Puoi trascrivere tutte queste righe come elenco numerato, saltando le righe vuote e lasciando fuori le immagini?

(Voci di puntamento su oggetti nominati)
—————

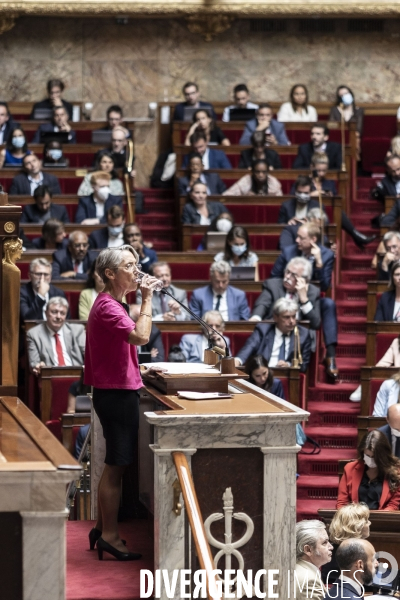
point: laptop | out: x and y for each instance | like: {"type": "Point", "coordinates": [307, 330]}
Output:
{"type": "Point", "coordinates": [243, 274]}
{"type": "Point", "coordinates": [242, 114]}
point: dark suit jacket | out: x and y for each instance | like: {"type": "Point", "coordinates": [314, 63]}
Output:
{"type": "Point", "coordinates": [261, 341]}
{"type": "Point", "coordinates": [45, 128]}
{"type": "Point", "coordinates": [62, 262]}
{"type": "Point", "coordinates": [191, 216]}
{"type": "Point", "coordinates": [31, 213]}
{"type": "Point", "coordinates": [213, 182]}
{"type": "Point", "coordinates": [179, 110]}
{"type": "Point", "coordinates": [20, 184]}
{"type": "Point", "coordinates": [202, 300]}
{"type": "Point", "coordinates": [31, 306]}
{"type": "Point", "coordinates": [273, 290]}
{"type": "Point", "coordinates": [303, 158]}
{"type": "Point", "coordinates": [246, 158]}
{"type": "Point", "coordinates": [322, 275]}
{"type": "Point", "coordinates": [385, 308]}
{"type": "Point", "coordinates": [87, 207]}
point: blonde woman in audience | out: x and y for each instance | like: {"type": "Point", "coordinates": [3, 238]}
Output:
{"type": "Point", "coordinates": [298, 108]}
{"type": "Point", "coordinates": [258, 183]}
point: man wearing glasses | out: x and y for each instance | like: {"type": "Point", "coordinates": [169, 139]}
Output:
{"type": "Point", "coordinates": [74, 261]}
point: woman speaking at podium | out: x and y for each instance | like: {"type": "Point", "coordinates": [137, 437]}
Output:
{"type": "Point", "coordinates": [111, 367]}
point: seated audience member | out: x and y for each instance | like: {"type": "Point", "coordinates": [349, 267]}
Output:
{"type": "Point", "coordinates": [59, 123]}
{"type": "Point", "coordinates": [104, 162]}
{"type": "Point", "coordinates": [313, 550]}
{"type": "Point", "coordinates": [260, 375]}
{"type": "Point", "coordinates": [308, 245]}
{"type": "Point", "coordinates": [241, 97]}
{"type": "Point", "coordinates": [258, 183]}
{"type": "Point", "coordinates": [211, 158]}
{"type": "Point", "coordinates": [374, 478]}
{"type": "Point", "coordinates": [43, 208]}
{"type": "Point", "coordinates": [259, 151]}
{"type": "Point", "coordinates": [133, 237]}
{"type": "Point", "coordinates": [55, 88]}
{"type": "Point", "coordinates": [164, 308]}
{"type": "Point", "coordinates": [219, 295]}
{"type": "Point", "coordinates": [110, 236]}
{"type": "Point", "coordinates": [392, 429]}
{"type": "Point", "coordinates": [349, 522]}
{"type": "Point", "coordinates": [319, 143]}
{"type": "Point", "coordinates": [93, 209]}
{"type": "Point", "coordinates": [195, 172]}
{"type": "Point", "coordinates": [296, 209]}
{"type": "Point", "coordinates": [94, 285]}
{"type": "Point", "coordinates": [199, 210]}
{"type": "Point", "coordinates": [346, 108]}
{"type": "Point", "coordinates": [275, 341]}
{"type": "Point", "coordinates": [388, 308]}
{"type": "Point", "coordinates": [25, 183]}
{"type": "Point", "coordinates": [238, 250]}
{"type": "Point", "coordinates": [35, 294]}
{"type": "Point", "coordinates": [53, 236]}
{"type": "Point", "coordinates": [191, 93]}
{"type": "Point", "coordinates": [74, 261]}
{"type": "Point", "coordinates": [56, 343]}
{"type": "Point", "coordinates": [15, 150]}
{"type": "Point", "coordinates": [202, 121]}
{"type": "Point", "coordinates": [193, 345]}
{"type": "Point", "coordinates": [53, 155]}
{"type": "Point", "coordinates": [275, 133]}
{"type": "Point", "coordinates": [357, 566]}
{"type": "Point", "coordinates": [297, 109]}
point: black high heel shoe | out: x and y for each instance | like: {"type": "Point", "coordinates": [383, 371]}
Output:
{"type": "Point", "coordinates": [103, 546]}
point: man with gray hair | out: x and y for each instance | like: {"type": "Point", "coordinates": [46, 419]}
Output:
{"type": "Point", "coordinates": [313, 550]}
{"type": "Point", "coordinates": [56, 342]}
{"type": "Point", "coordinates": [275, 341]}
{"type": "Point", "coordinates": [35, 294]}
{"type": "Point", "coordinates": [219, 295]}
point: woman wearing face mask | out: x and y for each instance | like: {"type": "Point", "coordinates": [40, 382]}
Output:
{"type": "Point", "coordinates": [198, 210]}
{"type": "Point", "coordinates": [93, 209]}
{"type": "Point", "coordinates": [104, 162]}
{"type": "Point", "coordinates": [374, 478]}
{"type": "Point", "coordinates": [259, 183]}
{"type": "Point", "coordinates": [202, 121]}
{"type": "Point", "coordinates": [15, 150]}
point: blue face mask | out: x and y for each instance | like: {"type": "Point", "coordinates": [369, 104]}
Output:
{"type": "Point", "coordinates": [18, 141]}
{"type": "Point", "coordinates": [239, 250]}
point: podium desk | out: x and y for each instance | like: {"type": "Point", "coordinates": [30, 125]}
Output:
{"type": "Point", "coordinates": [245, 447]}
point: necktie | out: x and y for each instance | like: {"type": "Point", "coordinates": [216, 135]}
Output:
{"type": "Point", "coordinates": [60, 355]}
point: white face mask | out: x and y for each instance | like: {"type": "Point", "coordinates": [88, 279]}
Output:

—————

(SOLUZIONE ESERCIZIO)
1. point: laptop | out: x and y for each instance | like: {"type": "Point", "coordinates": [307, 330]}
2. Output:
3. {"type": "Point", "coordinates": [243, 274]}
4. {"type": "Point", "coordinates": [242, 114]}
5. point: dark suit jacket | out: x and y for each instance | like: {"type": "Point", "coordinates": [314, 63]}
6. Output:
7. {"type": "Point", "coordinates": [261, 341]}
8. {"type": "Point", "coordinates": [45, 128]}
9. {"type": "Point", "coordinates": [62, 262]}
10. {"type": "Point", "coordinates": [191, 216]}
11. {"type": "Point", "coordinates": [31, 213]}
12. {"type": "Point", "coordinates": [213, 182]}
13. {"type": "Point", "coordinates": [179, 110]}
14. {"type": "Point", "coordinates": [20, 184]}
15. {"type": "Point", "coordinates": [202, 300]}
16. {"type": "Point", "coordinates": [31, 306]}
17. {"type": "Point", "coordinates": [273, 290]}
18. {"type": "Point", "coordinates": [303, 158]}
19. {"type": "Point", "coordinates": [246, 158]}
20. {"type": "Point", "coordinates": [322, 275]}
21. {"type": "Point", "coordinates": [385, 308]}
22. {"type": "Point", "coordinates": [87, 207]}
23. point: blonde woman in audience | out: x and y for each instance | like: {"type": "Point", "coordinates": [3, 238]}
24. Output:
25. {"type": "Point", "coordinates": [298, 108]}
26. {"type": "Point", "coordinates": [258, 183]}
27. point: man wearing glasses | out: x and y for each instance | like: {"type": "Point", "coordinates": [169, 139]}
28. Output:
29. {"type": "Point", "coordinates": [74, 261]}
30. point: woman speaking at podium | out: x and y for each instance | like: {"type": "Point", "coordinates": [137, 437]}
31. Output:
32. {"type": "Point", "coordinates": [111, 367]}
33. point: seated audience member | out: x and y for each instance | like: {"type": "Point", "coordinates": [349, 267]}
34. Output:
35. {"type": "Point", "coordinates": [59, 123]}
36. {"type": "Point", "coordinates": [104, 162]}
37. {"type": "Point", "coordinates": [313, 550]}
38. {"type": "Point", "coordinates": [260, 375]}
39. {"type": "Point", "coordinates": [308, 245]}
40. {"type": "Point", "coordinates": [241, 97]}
41. {"type": "Point", "coordinates": [258, 183]}
42. {"type": "Point", "coordinates": [211, 158]}
43. {"type": "Point", "coordinates": [374, 478]}
44. {"type": "Point", "coordinates": [43, 208]}
45. {"type": "Point", "coordinates": [259, 151]}
46. {"type": "Point", "coordinates": [133, 237]}
47. {"type": "Point", "coordinates": [55, 88]}
48. {"type": "Point", "coordinates": [164, 308]}
49. {"type": "Point", "coordinates": [219, 295]}
50. {"type": "Point", "coordinates": [110, 236]}
51. {"type": "Point", "coordinates": [392, 429]}
52. {"type": "Point", "coordinates": [349, 522]}
53. {"type": "Point", "coordinates": [319, 143]}
54. {"type": "Point", "coordinates": [93, 209]}
55. {"type": "Point", "coordinates": [195, 172]}
56. {"type": "Point", "coordinates": [296, 209]}
57. {"type": "Point", "coordinates": [94, 285]}
58. {"type": "Point", "coordinates": [199, 210]}
59. {"type": "Point", "coordinates": [346, 108]}
60. {"type": "Point", "coordinates": [275, 341]}
61. {"type": "Point", "coordinates": [388, 308]}
62. {"type": "Point", "coordinates": [25, 183]}
63. {"type": "Point", "coordinates": [238, 250]}
64. {"type": "Point", "coordinates": [35, 294]}
65. {"type": "Point", "coordinates": [53, 236]}
66. {"type": "Point", "coordinates": [191, 93]}
67. {"type": "Point", "coordinates": [74, 261]}
68. {"type": "Point", "coordinates": [56, 343]}
69. {"type": "Point", "coordinates": [15, 150]}
70. {"type": "Point", "coordinates": [202, 121]}
71. {"type": "Point", "coordinates": [193, 345]}
72. {"type": "Point", "coordinates": [53, 155]}
73. {"type": "Point", "coordinates": [275, 133]}
74. {"type": "Point", "coordinates": [357, 566]}
75. {"type": "Point", "coordinates": [297, 109]}
76. point: black high heel shoe | out: x and y for each instance | like: {"type": "Point", "coordinates": [383, 371]}
77. Output:
78. {"type": "Point", "coordinates": [103, 546]}
79. point: man with gray hair | out: x and y for each instance | like: {"type": "Point", "coordinates": [46, 419]}
80. Output:
81. {"type": "Point", "coordinates": [313, 550]}
82. {"type": "Point", "coordinates": [56, 342]}
83. {"type": "Point", "coordinates": [275, 341]}
84. {"type": "Point", "coordinates": [35, 294]}
85. {"type": "Point", "coordinates": [219, 295]}
86. point: woman wearing face mask | out: x and y for each instance | like: {"type": "Point", "coordinates": [40, 382]}
87. Output:
88. {"type": "Point", "coordinates": [198, 210]}
89. {"type": "Point", "coordinates": [93, 209]}
90. {"type": "Point", "coordinates": [104, 162]}
91. {"type": "Point", "coordinates": [374, 478]}
92. {"type": "Point", "coordinates": [259, 183]}
93. {"type": "Point", "coordinates": [202, 121]}
94. {"type": "Point", "coordinates": [15, 150]}
95. point: blue face mask | out: x and y for each instance | like: {"type": "Point", "coordinates": [369, 104]}
96. Output:
97. {"type": "Point", "coordinates": [18, 141]}
98. {"type": "Point", "coordinates": [239, 250]}
99. point: podium desk | out: x and y for each instance | like: {"type": "Point", "coordinates": [30, 125]}
100. Output:
101. {"type": "Point", "coordinates": [245, 447]}
102. point: necktie | out: x and y for each instance | like: {"type": "Point", "coordinates": [216, 135]}
103. Output:
104. {"type": "Point", "coordinates": [60, 355]}
105. point: white face mask | out: x and y for each instance | like: {"type": "Point", "coordinates": [88, 279]}
106. Output:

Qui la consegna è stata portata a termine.